EXERCISE OBJECTIVE:
Among the records, which lines include "below"? List them.

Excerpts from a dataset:
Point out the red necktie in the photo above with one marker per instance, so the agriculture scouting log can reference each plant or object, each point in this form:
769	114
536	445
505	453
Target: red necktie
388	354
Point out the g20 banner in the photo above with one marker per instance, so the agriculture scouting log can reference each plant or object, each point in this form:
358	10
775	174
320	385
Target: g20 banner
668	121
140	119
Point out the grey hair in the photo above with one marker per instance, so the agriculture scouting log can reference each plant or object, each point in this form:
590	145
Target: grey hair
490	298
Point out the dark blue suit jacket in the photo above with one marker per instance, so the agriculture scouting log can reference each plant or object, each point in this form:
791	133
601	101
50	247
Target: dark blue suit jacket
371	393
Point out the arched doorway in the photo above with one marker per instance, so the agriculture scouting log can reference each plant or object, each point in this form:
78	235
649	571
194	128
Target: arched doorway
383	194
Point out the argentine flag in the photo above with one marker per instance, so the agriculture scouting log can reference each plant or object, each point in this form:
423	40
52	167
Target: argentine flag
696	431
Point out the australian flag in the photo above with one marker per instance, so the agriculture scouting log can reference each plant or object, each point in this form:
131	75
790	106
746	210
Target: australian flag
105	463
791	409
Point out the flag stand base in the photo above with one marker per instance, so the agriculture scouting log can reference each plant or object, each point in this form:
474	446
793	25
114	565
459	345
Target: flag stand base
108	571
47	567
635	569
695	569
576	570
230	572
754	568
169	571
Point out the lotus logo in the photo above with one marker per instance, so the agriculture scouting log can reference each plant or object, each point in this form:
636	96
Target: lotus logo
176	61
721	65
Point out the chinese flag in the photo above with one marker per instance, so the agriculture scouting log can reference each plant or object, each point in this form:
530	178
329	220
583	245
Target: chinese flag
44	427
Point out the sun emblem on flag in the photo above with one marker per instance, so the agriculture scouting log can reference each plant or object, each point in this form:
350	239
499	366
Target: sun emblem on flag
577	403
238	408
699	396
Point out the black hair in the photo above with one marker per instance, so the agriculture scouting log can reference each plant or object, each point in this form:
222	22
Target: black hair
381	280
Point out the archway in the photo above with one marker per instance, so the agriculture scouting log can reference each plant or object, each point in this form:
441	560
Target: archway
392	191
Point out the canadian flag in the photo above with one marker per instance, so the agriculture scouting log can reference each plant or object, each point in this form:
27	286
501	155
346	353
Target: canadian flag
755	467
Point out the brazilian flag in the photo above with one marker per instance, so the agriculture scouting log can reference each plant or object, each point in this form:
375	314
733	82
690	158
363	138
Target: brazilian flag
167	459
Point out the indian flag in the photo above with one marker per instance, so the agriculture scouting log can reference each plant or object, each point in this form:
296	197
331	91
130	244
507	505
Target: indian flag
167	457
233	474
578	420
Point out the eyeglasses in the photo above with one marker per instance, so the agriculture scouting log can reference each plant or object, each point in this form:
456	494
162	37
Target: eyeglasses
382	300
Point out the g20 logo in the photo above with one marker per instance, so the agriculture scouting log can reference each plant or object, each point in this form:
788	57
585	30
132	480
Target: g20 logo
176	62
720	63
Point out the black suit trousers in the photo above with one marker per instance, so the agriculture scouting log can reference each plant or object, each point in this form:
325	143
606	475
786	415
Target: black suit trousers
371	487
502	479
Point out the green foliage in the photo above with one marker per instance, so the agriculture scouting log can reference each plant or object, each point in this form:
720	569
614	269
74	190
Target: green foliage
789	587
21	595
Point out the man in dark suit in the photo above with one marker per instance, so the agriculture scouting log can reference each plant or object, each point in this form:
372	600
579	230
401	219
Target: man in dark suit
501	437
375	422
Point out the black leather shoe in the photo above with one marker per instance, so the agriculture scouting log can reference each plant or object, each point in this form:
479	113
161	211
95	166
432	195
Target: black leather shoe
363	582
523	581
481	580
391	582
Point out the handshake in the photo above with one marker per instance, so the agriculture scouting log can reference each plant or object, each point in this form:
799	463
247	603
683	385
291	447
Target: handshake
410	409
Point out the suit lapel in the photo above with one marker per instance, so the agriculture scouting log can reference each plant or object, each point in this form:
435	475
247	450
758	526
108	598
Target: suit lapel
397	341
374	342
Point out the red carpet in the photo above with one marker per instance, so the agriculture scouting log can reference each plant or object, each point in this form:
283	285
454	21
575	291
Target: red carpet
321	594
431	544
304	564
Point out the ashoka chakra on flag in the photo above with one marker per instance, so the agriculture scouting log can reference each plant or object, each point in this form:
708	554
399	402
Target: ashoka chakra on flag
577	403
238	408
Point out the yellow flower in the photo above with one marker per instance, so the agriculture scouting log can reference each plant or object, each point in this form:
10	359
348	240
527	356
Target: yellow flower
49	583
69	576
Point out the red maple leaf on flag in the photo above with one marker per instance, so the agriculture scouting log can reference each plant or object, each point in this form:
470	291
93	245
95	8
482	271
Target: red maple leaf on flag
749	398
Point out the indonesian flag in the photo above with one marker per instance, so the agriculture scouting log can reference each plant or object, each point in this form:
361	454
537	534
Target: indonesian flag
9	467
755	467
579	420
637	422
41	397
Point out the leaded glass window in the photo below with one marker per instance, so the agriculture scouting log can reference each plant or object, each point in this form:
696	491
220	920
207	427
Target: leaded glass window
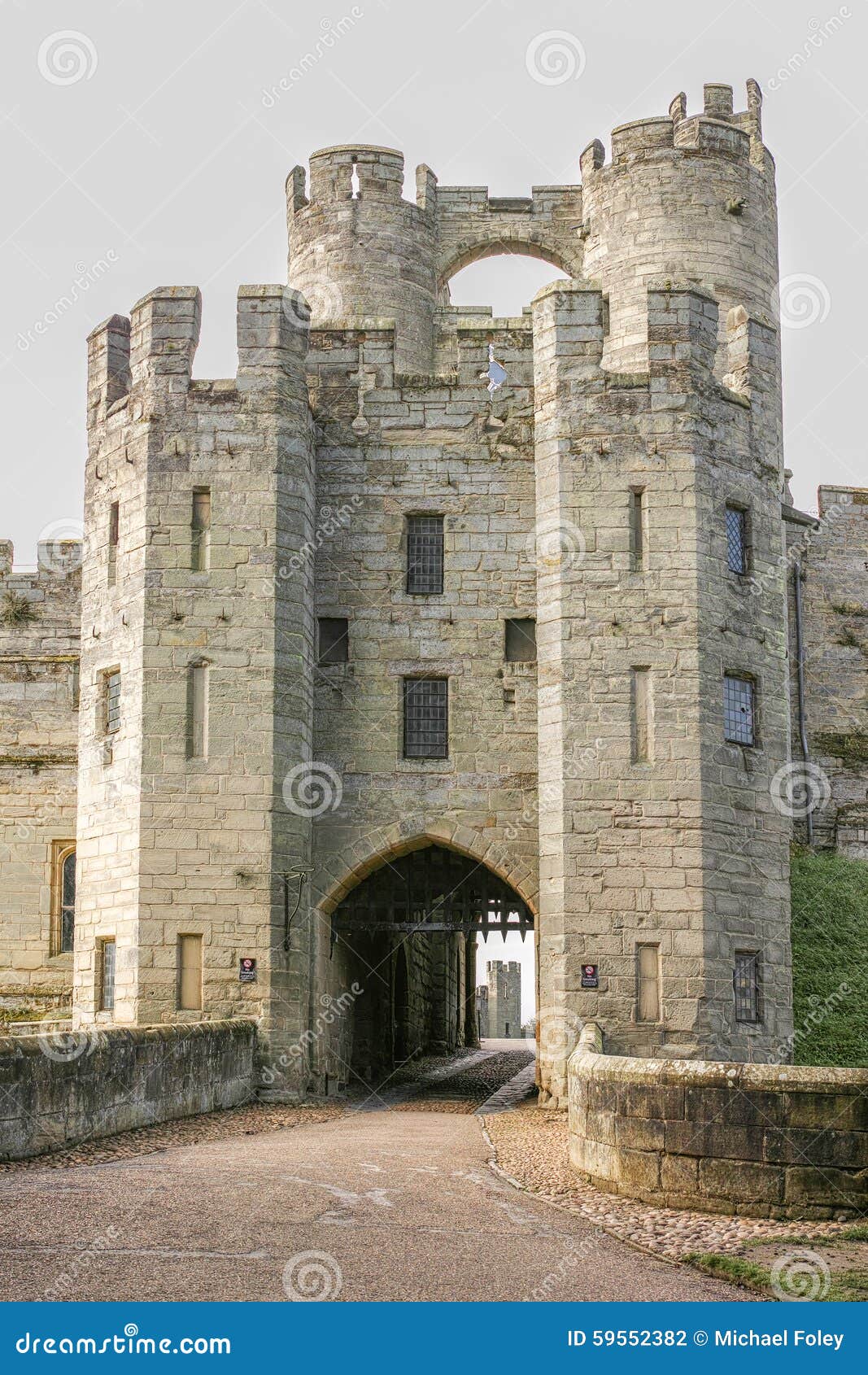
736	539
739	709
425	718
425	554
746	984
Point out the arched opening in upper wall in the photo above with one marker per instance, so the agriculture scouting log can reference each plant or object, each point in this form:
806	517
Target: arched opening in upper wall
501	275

...

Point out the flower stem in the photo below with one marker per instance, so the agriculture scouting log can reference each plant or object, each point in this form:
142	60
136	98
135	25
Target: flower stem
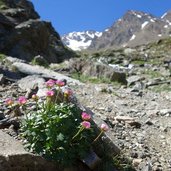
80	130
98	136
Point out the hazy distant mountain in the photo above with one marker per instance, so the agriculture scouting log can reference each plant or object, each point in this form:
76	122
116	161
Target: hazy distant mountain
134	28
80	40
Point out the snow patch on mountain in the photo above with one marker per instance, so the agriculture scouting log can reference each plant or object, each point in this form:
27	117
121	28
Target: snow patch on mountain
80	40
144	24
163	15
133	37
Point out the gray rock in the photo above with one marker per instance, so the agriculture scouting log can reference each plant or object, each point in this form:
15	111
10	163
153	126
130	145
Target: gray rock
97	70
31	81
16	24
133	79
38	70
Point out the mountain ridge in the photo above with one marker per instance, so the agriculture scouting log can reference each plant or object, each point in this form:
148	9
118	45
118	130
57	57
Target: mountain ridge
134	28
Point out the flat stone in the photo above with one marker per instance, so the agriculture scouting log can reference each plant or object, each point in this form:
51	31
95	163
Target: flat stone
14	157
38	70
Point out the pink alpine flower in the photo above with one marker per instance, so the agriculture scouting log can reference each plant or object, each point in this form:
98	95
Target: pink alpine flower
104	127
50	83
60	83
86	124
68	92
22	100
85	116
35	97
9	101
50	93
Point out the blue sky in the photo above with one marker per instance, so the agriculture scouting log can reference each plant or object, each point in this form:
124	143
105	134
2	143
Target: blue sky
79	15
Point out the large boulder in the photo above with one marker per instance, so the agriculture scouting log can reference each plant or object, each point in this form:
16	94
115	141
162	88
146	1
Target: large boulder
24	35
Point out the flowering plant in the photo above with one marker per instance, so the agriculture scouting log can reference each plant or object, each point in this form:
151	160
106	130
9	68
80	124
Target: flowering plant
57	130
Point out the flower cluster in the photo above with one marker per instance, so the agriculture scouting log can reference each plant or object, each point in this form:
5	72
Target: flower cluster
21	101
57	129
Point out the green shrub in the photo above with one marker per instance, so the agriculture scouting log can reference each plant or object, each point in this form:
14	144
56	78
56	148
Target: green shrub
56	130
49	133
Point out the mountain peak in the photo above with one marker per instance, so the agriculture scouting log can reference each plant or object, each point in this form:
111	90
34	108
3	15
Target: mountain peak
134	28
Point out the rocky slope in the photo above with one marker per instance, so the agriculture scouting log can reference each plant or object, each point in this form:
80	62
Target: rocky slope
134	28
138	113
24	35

COMPLETED EXERCISE:
Point out the leaded glass window in the photo below with one marker per instance, so the agriculture scouting log can reference each plant or object, each point in this form:
Point out the flower stem in the photo below with one marker per instance, so the agriculture scouting log can reference each plant or object, each point in this form:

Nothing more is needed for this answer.